**Stated task:** Give the records back in full, exactly as they read.

**Stored records:**

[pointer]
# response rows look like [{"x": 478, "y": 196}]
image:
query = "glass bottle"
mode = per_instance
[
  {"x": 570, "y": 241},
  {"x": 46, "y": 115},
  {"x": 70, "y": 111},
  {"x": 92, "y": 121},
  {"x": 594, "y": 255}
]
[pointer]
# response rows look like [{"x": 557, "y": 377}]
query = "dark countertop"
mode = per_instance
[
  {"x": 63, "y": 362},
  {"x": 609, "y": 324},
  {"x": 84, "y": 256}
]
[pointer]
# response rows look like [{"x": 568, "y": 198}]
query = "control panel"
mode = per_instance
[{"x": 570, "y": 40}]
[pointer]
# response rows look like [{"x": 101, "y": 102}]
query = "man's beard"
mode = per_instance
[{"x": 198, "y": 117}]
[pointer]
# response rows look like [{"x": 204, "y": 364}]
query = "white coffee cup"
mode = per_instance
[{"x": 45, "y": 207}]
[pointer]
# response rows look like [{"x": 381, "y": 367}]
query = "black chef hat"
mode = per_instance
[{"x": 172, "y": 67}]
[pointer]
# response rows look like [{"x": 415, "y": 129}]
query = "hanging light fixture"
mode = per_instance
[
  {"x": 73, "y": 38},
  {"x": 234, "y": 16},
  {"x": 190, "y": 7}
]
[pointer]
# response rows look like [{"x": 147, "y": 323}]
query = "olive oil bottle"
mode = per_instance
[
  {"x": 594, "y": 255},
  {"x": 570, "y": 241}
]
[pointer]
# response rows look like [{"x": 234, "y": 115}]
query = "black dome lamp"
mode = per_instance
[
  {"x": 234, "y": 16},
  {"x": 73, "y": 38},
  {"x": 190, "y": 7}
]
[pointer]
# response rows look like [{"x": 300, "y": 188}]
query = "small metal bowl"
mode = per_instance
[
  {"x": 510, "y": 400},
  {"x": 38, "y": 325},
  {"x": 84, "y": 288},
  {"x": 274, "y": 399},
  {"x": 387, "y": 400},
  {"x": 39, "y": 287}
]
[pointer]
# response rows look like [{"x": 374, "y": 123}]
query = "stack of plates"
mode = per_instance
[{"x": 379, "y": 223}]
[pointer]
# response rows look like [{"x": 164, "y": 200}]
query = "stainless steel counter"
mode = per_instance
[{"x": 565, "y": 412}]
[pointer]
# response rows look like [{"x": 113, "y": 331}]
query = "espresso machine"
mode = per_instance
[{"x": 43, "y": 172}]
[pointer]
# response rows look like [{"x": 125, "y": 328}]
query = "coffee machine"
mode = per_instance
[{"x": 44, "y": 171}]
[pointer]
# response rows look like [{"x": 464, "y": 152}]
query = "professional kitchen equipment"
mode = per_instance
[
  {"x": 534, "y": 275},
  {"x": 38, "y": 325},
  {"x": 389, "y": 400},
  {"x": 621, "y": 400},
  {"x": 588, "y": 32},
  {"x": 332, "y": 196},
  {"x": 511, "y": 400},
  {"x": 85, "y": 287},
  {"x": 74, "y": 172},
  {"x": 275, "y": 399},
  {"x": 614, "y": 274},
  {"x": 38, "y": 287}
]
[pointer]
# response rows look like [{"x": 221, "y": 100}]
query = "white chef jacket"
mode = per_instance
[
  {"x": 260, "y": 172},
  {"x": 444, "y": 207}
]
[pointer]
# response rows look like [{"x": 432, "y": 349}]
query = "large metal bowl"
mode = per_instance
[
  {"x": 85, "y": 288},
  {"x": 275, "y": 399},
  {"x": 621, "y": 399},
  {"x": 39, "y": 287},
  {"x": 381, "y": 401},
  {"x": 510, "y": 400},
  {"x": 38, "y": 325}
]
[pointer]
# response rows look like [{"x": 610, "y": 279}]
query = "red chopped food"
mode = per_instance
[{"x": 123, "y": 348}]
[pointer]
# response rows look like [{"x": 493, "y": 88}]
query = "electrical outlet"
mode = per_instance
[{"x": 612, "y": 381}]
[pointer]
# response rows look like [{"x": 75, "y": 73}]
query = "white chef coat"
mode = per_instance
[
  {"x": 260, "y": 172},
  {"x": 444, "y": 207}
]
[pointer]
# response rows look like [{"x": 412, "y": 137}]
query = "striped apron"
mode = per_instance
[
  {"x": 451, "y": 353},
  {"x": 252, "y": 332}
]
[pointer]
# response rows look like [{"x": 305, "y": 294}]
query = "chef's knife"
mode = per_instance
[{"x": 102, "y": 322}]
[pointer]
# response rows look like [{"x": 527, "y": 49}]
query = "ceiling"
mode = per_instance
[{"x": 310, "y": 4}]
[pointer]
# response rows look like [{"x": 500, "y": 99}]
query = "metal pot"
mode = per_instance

**Expected answer:**
[pointer]
# response rows look like [{"x": 478, "y": 196}]
image:
query = "glass bottle"
mode = per_instance
[
  {"x": 570, "y": 241},
  {"x": 46, "y": 115},
  {"x": 70, "y": 111},
  {"x": 92, "y": 121},
  {"x": 594, "y": 255}
]
[pointer]
# response rows look like [{"x": 557, "y": 377}]
query = "dark countertop"
mode = per_instance
[
  {"x": 63, "y": 362},
  {"x": 609, "y": 324},
  {"x": 84, "y": 256}
]
[pointer]
# response rows look like [{"x": 568, "y": 198}]
query = "control panel"
mode = per_instance
[{"x": 570, "y": 40}]
[pointer]
# response rows look like [{"x": 101, "y": 102}]
query = "man's beard"
mode = per_instance
[{"x": 198, "y": 117}]
[pointer]
# response rows look like [{"x": 204, "y": 364}]
query = "white coffee cup"
mode = per_instance
[{"x": 45, "y": 207}]
[pointer]
# response rows look like [{"x": 381, "y": 367}]
query = "black chef hat"
mode = per_instance
[{"x": 172, "y": 67}]
[pointer]
# response rows look like [{"x": 415, "y": 129}]
query = "hanging light fixture"
mode = per_instance
[
  {"x": 73, "y": 38},
  {"x": 234, "y": 16},
  {"x": 190, "y": 7}
]
[pointer]
# response rows look like [{"x": 147, "y": 323}]
query = "olive oil bottle"
mode = per_instance
[
  {"x": 594, "y": 255},
  {"x": 570, "y": 241}
]
[pointer]
# response rows look like [{"x": 234, "y": 115}]
query = "black dome lamp"
mode = per_instance
[
  {"x": 234, "y": 16},
  {"x": 73, "y": 38},
  {"x": 190, "y": 7}
]
[pointer]
# response rows look like [{"x": 300, "y": 188}]
query = "small metal bowl"
mode = per_instance
[
  {"x": 510, "y": 400},
  {"x": 38, "y": 325},
  {"x": 84, "y": 288},
  {"x": 274, "y": 399},
  {"x": 387, "y": 400},
  {"x": 39, "y": 287}
]
[pointer]
# response rows look like [{"x": 374, "y": 123}]
query = "stack of plates"
mode = per_instance
[{"x": 379, "y": 223}]
[pointer]
# response rows look like [{"x": 164, "y": 200}]
query = "stainless steel counter"
mode = per_instance
[{"x": 565, "y": 412}]
[pointer]
# response rows look like [{"x": 113, "y": 331}]
query = "espresso machine"
mode = per_instance
[{"x": 43, "y": 172}]
[pointer]
# response rows look like [{"x": 125, "y": 328}]
query = "coffee machine"
mode = per_instance
[{"x": 44, "y": 171}]
[pointer]
# response rows look like [{"x": 464, "y": 152}]
query = "professional kitchen equipment"
mode = per_instance
[
  {"x": 534, "y": 275},
  {"x": 38, "y": 325},
  {"x": 389, "y": 400},
  {"x": 621, "y": 400},
  {"x": 588, "y": 32},
  {"x": 332, "y": 196},
  {"x": 511, "y": 400},
  {"x": 85, "y": 287},
  {"x": 74, "y": 172},
  {"x": 275, "y": 399},
  {"x": 614, "y": 274},
  {"x": 38, "y": 287}
]
[pointer]
# response rows look like [{"x": 221, "y": 100}]
query = "white chef jacket"
mode = per_instance
[
  {"x": 260, "y": 172},
  {"x": 444, "y": 207}
]
[pointer]
# response rows look like [{"x": 432, "y": 349}]
query = "large metal bowl"
mode = per_instance
[
  {"x": 85, "y": 288},
  {"x": 275, "y": 399},
  {"x": 621, "y": 399},
  {"x": 39, "y": 287},
  {"x": 381, "y": 401},
  {"x": 510, "y": 400},
  {"x": 38, "y": 325}
]
[pointer]
# response rows look like [{"x": 610, "y": 279}]
query = "red chopped food"
mode = per_instance
[{"x": 123, "y": 348}]
[pointer]
# response rows look like [{"x": 493, "y": 88}]
query = "electrical outlet"
mode = per_instance
[{"x": 612, "y": 381}]
[pointer]
# response rows look like [{"x": 75, "y": 73}]
query = "white chef coat"
mode = per_instance
[
  {"x": 260, "y": 172},
  {"x": 444, "y": 207}
]
[pointer]
# response rows look like [{"x": 412, "y": 137}]
query = "striped apron"
mode = per_instance
[
  {"x": 451, "y": 353},
  {"x": 252, "y": 332}
]
[pointer]
# response rows look like [{"x": 305, "y": 294}]
query = "chef's knife"
mode = per_instance
[{"x": 102, "y": 322}]
[pointer]
# response rows look like [{"x": 527, "y": 49}]
query = "ceiling"
mode = per_instance
[{"x": 310, "y": 4}]
[pointer]
# response rows look like [{"x": 500, "y": 99}]
query = "metal pot"
mode = per_instance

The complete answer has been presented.